* **Your task**
Put every line of the records below into a JSON list of strings, one string per line, and leave out blank lines.

* **Stored records**
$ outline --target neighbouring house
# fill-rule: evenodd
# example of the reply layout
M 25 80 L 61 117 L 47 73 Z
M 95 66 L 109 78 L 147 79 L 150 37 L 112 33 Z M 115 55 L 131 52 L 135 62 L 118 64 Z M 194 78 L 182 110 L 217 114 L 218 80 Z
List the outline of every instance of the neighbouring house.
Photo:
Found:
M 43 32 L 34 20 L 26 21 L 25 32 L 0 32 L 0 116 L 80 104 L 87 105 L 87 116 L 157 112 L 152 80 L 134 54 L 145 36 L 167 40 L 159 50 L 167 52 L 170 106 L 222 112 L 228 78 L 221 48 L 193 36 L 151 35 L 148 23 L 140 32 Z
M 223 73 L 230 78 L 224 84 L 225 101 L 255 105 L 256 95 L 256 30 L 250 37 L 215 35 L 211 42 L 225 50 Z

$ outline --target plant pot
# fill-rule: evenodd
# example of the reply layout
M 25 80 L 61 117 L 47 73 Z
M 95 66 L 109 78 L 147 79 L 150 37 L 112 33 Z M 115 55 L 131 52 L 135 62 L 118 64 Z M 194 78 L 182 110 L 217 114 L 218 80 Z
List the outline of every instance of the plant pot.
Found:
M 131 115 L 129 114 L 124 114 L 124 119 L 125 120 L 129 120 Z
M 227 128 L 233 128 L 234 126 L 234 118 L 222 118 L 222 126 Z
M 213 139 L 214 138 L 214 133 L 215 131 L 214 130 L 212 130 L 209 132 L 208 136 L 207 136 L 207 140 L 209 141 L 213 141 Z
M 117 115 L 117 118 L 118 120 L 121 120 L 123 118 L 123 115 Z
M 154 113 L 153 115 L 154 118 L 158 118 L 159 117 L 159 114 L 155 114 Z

* **Complete response**
[
  "$ outline --target neighbouring house",
  "# fill-rule: evenodd",
  "# example of the reply layout",
  "M 25 80 L 61 117 L 47 73 Z",
  "M 95 66 L 109 78 L 147 79 L 150 37 L 112 33 Z M 115 55 L 131 52 L 135 62 L 118 64 Z M 194 78 L 182 110 L 217 114 L 218 80 Z",
  "List the outline of every instance of the neighbouring house.",
  "Photo:",
  "Found:",
  "M 43 32 L 34 20 L 26 21 L 25 32 L 0 32 L 0 116 L 80 104 L 87 105 L 87 116 L 157 112 L 152 80 L 134 54 L 145 36 L 167 40 L 159 50 L 167 52 L 170 106 L 222 112 L 228 78 L 221 48 L 193 36 L 151 35 L 148 23 L 140 32 Z",
  "M 223 73 L 230 78 L 224 84 L 225 101 L 255 105 L 256 95 L 256 30 L 250 37 L 215 35 L 211 42 L 225 50 Z",
  "$ outline --target plant pot",
  "# fill-rule: evenodd",
  "# example of the reply layout",
  "M 25 80 L 61 117 L 47 73 Z",
  "M 95 66 L 109 78 L 147 79 L 150 37 L 112 33 Z M 115 55 L 131 52 L 135 62 L 118 64 Z M 194 78 L 182 110 L 217 114 L 218 80 Z",
  "List the outline of every instance of the plant pot.",
  "Found:",
  "M 131 115 L 129 114 L 124 114 L 124 119 L 125 120 L 129 120 Z",
  "M 227 128 L 233 128 L 234 126 L 234 118 L 222 118 L 222 126 Z",
  "M 213 139 L 214 138 L 214 133 L 215 131 L 214 130 L 212 130 L 209 132 L 208 136 L 207 136 L 207 140 L 209 141 L 213 141 Z",
  "M 117 115 L 117 118 L 118 120 L 121 120 L 123 118 L 123 115 Z",
  "M 154 113 L 153 115 L 154 118 L 158 118 L 159 117 L 159 114 L 155 114 Z"
]